Written request
Print the lines below verbatim, beginning with the line that contains "Give the mask of every instance of the avocado" and continuing through the line that contains "M143 244L144 239L144", with both of those lines included.

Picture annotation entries
• • • • • • •
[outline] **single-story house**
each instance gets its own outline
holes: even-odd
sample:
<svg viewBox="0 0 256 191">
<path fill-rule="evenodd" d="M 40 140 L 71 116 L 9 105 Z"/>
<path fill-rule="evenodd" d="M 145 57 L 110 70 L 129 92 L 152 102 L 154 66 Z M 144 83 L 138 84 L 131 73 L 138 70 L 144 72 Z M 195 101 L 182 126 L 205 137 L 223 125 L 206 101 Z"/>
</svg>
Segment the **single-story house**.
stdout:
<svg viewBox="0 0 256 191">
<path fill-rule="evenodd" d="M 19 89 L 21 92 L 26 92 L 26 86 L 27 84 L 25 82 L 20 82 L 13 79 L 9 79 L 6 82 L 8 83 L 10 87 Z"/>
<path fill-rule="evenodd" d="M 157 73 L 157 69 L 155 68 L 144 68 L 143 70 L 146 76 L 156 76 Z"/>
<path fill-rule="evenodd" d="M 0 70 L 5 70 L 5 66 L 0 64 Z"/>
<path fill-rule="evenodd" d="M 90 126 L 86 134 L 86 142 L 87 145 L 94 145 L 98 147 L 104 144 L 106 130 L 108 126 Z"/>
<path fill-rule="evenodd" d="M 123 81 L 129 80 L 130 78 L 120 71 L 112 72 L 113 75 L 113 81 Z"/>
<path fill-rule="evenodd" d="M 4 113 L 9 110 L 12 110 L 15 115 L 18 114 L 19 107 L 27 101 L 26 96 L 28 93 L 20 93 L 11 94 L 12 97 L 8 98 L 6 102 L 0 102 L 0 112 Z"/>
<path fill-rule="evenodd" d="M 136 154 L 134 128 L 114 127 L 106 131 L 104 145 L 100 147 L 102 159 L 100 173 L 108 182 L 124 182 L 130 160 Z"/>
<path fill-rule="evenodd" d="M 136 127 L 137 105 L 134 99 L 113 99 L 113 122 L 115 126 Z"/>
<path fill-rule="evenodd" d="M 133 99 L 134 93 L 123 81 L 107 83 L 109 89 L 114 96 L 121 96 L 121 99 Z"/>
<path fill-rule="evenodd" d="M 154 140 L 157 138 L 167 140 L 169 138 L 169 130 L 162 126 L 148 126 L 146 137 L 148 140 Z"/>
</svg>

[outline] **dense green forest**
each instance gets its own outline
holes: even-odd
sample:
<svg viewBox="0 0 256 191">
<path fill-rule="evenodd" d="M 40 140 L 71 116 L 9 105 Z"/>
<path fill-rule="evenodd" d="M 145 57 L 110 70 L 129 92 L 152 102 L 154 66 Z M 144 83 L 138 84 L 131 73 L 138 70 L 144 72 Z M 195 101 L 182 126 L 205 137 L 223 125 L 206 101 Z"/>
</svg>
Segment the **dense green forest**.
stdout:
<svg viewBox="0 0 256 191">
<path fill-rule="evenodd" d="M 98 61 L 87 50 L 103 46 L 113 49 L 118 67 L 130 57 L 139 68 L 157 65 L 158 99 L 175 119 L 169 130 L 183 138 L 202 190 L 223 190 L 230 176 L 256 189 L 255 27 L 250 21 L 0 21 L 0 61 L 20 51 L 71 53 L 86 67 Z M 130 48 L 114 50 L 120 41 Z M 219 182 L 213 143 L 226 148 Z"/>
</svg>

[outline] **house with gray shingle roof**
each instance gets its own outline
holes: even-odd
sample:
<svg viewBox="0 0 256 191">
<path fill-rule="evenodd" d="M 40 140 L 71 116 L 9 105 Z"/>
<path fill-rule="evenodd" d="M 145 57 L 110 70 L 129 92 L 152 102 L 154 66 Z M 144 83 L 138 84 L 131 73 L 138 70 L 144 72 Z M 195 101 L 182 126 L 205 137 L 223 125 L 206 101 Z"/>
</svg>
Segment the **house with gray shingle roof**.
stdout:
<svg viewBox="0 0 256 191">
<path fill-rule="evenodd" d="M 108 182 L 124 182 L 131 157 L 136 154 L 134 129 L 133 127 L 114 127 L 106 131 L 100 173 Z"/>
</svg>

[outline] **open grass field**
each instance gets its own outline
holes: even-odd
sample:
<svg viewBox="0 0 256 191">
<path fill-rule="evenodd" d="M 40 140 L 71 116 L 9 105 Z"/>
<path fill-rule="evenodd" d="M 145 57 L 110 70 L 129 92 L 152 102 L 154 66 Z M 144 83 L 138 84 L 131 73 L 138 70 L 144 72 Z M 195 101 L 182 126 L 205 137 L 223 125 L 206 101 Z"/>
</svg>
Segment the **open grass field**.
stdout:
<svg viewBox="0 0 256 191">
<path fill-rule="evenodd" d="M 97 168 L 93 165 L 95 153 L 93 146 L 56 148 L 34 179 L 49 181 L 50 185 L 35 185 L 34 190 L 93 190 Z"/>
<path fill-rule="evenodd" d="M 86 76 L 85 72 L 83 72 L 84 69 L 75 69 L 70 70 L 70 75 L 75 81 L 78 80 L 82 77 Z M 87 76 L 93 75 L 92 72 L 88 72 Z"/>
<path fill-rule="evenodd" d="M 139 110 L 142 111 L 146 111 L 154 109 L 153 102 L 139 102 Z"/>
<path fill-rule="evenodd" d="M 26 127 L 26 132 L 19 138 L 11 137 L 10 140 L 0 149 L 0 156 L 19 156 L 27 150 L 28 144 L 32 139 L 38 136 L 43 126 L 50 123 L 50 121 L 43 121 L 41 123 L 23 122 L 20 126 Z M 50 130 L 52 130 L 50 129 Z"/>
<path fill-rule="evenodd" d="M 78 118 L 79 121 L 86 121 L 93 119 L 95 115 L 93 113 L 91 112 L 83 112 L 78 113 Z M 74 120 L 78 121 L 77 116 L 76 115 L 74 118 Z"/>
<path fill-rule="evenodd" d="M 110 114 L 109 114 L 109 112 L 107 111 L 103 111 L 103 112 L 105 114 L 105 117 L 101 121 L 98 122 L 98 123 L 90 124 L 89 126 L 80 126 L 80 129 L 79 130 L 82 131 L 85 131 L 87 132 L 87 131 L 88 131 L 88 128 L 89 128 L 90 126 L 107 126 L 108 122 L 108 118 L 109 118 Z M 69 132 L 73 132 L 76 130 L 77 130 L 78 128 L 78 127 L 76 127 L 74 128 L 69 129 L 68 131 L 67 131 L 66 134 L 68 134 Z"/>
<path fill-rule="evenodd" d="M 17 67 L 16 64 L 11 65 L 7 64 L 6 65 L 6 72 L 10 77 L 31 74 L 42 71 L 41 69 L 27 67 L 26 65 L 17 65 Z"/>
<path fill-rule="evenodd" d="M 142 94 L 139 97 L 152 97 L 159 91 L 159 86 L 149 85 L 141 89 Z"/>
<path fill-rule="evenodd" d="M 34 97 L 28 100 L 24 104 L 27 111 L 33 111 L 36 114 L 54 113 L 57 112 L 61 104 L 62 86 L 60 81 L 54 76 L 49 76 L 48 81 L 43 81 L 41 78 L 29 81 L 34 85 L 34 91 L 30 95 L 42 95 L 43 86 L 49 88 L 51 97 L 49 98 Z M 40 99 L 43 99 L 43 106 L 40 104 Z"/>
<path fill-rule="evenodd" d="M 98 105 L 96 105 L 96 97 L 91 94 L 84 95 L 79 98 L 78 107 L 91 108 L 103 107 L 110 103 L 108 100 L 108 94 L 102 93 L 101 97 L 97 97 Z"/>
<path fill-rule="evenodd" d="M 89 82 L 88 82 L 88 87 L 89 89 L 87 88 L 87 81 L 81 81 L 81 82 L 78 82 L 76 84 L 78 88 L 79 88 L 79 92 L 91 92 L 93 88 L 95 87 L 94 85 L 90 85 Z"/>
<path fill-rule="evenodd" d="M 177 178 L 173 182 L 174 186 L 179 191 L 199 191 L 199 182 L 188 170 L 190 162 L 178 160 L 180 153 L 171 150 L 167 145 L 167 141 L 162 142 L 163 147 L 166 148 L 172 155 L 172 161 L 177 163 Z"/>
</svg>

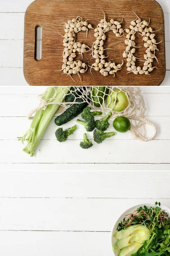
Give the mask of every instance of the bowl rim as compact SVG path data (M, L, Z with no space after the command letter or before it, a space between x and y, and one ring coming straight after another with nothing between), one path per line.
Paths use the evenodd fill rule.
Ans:
M153 203L143 203L139 204L136 204L133 206L132 206L131 207L130 207L130 208L129 208L128 209L127 209L126 210L124 211L124 212L122 212L122 214L121 214L120 215L119 217L114 222L113 226L113 227L112 228L112 230L111 231L110 245L111 245L111 250L112 250L112 253L114 256L117 256L117 254L116 254L112 250L113 235L113 230L115 229L116 225L117 224L117 223L118 222L119 223L119 221L121 221L120 218L122 218L122 216L123 215L125 216L125 214L127 214L127 211L128 211L129 210L130 211L131 209L132 209L134 207L136 207L136 209L137 209L137 208L140 207L141 206L144 206L144 205L146 205L147 206L148 206L148 205L149 205L149 206L154 206L155 205L155 204L154 204ZM164 206L164 205L163 205L161 204L160 207L161 207L161 208L162 209L164 209L167 212L167 213L168 213L169 215L170 215L170 208L169 208L168 207L167 207L166 206ZM117 228L117 227L116 227L116 228Z

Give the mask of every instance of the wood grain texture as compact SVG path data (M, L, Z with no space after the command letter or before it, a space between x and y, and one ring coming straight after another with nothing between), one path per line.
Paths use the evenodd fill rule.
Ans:
M159 61L158 70L155 69L150 76L135 76L132 73L126 75L126 67L124 67L114 78L111 76L104 77L99 72L94 72L92 76L89 70L82 76L82 83L78 76L74 76L76 79L75 82L70 77L62 76L61 73L55 72L60 70L62 66L60 60L62 57L60 52L63 49L62 38L57 33L58 32L63 34L63 25L60 23L81 15L85 20L91 19L91 23L95 27L97 20L102 17L102 10L109 20L112 18L121 20L125 14L123 28L128 27L130 21L133 17L135 18L132 11L142 19L147 20L150 17L150 26L153 29L162 27L160 31L156 32L156 41L163 40L159 45L159 51L156 52ZM38 61L34 59L35 29L37 26L42 27L42 59ZM77 36L77 40L82 41L89 46L91 45L94 38L94 31L89 31L87 39L85 33L80 34L81 36L79 35ZM106 52L106 54L110 55L110 61L117 64L121 62L122 53L126 47L124 40L124 37L117 38L111 32L108 33L105 47L113 49ZM136 42L136 45L141 45L142 38L139 36ZM155 0L100 0L97 4L87 0L80 2L78 5L75 0L70 4L68 0L36 0L29 6L26 13L24 73L26 80L31 85L159 85L162 81L165 73L164 48L164 14L161 7ZM142 58L144 47L136 52L138 57ZM83 61L91 64L93 61L89 61L89 55L88 53L84 54ZM156 65L157 66L156 63Z

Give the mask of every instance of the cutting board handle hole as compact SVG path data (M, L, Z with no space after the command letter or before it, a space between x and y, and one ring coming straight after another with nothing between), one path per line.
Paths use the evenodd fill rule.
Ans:
M35 54L36 61L40 61L42 55L42 27L37 26L35 28Z

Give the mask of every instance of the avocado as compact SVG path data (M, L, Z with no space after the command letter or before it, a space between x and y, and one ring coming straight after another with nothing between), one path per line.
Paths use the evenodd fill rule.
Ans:
M122 249L118 256L130 256L131 254L137 253L142 245L142 244L133 242L130 245Z
M134 225L130 226L125 230L122 230L120 231L116 232L113 235L116 239L123 239L127 238L136 233L140 233L143 235L143 241L147 240L150 236L150 231L145 226L142 225Z
M143 244L144 239L144 235L141 233L136 233L132 236L130 235L128 237L119 240L113 246L113 250L119 251L124 247L126 247L131 244L133 242L138 242Z

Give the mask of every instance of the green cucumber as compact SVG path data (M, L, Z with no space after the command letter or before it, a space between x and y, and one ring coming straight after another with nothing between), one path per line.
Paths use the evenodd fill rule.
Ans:
M84 100L82 98L78 98L76 102L65 111L59 116L55 119L55 124L58 126L62 125L71 121L78 115L81 113L88 105L88 102L83 102ZM79 102L76 104L76 102ZM82 102L79 104L79 102Z
M94 86L92 91L92 98L94 105L99 108L108 94L109 89L105 86Z
M65 97L65 102L73 102L75 98L78 98L80 95L82 95L83 90L85 90L83 87L80 88L79 90L77 89L76 87L71 87L70 92L71 93L70 93L70 92L69 92L69 94Z

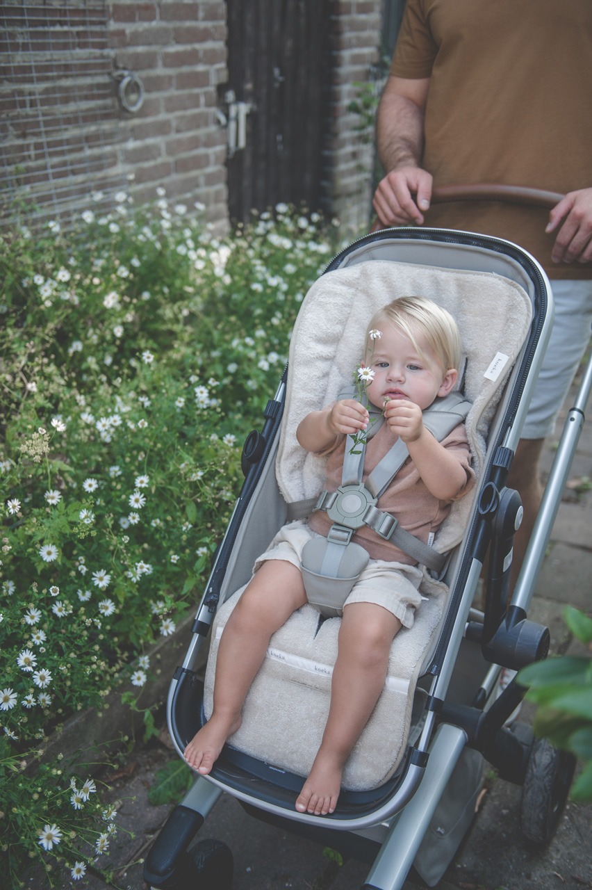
• • • • • • •
Result for this task
Give the mask of every instance of the avocado as compact SVG path data (M, L, Z with no space after the command letter or before it, a space between x and y, and one ring coming straight after another with nothing between), one path per line.
Paths use the evenodd fill rule.
Ans:
M122 249L118 256L130 256L131 254L137 253L142 245L142 244L133 242L130 245Z
M134 225L130 226L125 230L122 230L120 231L116 232L113 235L116 239L123 239L127 238L136 233L140 233L143 235L143 241L147 240L150 236L150 231L145 226L142 225Z
M143 244L144 239L144 235L141 233L136 233L132 236L130 235L128 237L119 240L113 246L113 250L119 251L124 247L126 247L131 244L133 242L138 242Z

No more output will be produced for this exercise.